Format every line of the records below as a JSON list of strings, one string per line, with blank lines left out. Leave the pictures out of the list.
— START OF Records shown —
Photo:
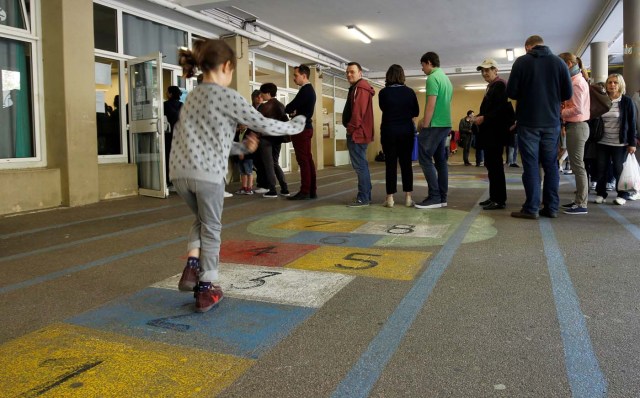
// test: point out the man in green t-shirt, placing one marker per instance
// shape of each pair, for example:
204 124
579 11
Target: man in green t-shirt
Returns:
434 128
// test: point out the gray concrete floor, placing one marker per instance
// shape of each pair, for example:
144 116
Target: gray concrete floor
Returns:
546 308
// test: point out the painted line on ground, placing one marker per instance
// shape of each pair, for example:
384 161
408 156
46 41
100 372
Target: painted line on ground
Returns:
148 248
364 374
583 371
124 214
145 226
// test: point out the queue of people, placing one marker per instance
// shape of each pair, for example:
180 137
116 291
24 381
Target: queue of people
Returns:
551 93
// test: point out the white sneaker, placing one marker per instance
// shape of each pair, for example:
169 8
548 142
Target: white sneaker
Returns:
619 201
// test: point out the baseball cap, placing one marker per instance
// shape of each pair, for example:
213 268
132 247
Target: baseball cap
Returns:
487 63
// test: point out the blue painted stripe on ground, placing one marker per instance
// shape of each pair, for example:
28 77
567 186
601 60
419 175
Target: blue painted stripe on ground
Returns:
91 264
583 371
364 374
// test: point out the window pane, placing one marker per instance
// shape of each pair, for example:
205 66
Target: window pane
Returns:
16 113
105 28
143 37
108 119
11 14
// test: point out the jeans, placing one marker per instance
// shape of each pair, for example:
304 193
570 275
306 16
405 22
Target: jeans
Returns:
358 156
577 135
205 199
512 151
539 147
608 155
433 161
465 143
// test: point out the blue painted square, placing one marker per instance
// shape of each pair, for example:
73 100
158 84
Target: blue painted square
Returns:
334 239
237 327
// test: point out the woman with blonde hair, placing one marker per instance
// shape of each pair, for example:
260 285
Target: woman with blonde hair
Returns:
575 113
619 138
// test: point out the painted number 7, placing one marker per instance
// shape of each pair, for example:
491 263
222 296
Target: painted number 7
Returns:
367 262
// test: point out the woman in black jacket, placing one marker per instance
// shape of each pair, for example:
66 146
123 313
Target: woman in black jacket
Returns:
399 106
619 138
495 118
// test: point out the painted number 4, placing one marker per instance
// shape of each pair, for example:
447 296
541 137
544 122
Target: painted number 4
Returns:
362 258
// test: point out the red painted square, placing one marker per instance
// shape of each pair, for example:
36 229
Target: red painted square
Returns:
270 254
— END OF Records shown —
> _Answer to this problem_
[
  "Photo:",
  "// test: point out the man in green t-shirt, placing one marker per instance",
  "// shape of each pair, for example:",
  "204 124",
  "579 11",
  "Target: man in green t-shirt",
  "Returns:",
  "434 128",
  "// test: point out the gray concrete floor, placing one marker per instance",
  "// shape of each pair, for example:",
  "144 116",
  "Target: gray concrete floor",
  "Returns:",
  "546 308",
  "// test: point out the painted line on ground, placing one marker per instance",
  "// shape of each pair, for example:",
  "384 161",
  "408 156",
  "46 41",
  "100 372",
  "Target: painted line on ground",
  "Returns:",
  "148 248",
  "364 374",
  "583 371",
  "124 214",
  "145 226",
  "// test: point out the queue of people, placing one marker per instance",
  "// shape of each pair, for example:",
  "180 137",
  "116 291",
  "24 381",
  "Target: queue of people",
  "Returns:",
  "551 93",
  "// test: point out the white sneaker, placing one marker per instance",
  "// shape of each pair, for example:",
  "169 8",
  "548 142",
  "Target: white sneaker",
  "Returns:",
  "619 201",
  "// test: point out the baseball cap, placing one marker per instance",
  "// shape of each pair, for example:",
  "213 268",
  "132 247",
  "Target: baseball cap",
  "Returns:",
  "487 63",
  "// test: point out the blue painted stripe on ground, placing one marker per instance",
  "// shape of each pair, for example:",
  "28 77",
  "567 186",
  "601 60",
  "419 175",
  "Target: blue painted stripe on ground",
  "Returns:",
  "91 264",
  "583 371",
  "364 374",
  "// test: point out the window pane, placing one marker per instance",
  "// shape of each pair, for example:",
  "205 66",
  "Target: window pane",
  "Returns:",
  "16 113",
  "105 28",
  "143 37",
  "108 119",
  "11 14",
  "// test: point out the jeans, placing one marker per instance",
  "// shape of each pair, for example:",
  "304 193",
  "570 275",
  "306 16",
  "405 22",
  "Target: jeans",
  "Returns:",
  "358 156",
  "577 135",
  "205 199",
  "512 151",
  "539 147",
  "608 155",
  "433 161",
  "465 143",
  "// test: point out the blue painted square, placing one marker per instance",
  "// shape of each pair, for example:",
  "73 100",
  "158 84",
  "Target: blue painted square",
  "Returns:",
  "334 239",
  "237 327",
  "// test: point out the woman with blonde hair, placing one marker per instance",
  "// shape of each pair, for example:",
  "260 285",
  "Target: woman with blonde hair",
  "Returns:",
  "575 113",
  "619 138",
  "// test: point out the painted number 7, placing one marker per instance",
  "// shape of each pair, for example:",
  "491 263",
  "222 296",
  "Target: painted number 7",
  "Returns:",
  "367 262",
  "// test: point out the woman in black jacket, placing one marker per instance",
  "// shape of each pair, for example:",
  "66 146",
  "123 313",
  "Target: woman in black jacket",
  "Returns:",
  "399 106",
  "619 138",
  "495 118",
  "// test: point out the painted number 4, placing one marker per instance",
  "// shape of each pair, for example:",
  "447 296",
  "541 137",
  "544 122",
  "Target: painted number 4",
  "Returns:",
  "362 258",
  "// test: point out the red painted square, placing one marker per instance",
  "// shape of each pair, for example:",
  "36 229",
  "Target: red painted square",
  "Returns:",
  "270 254"
]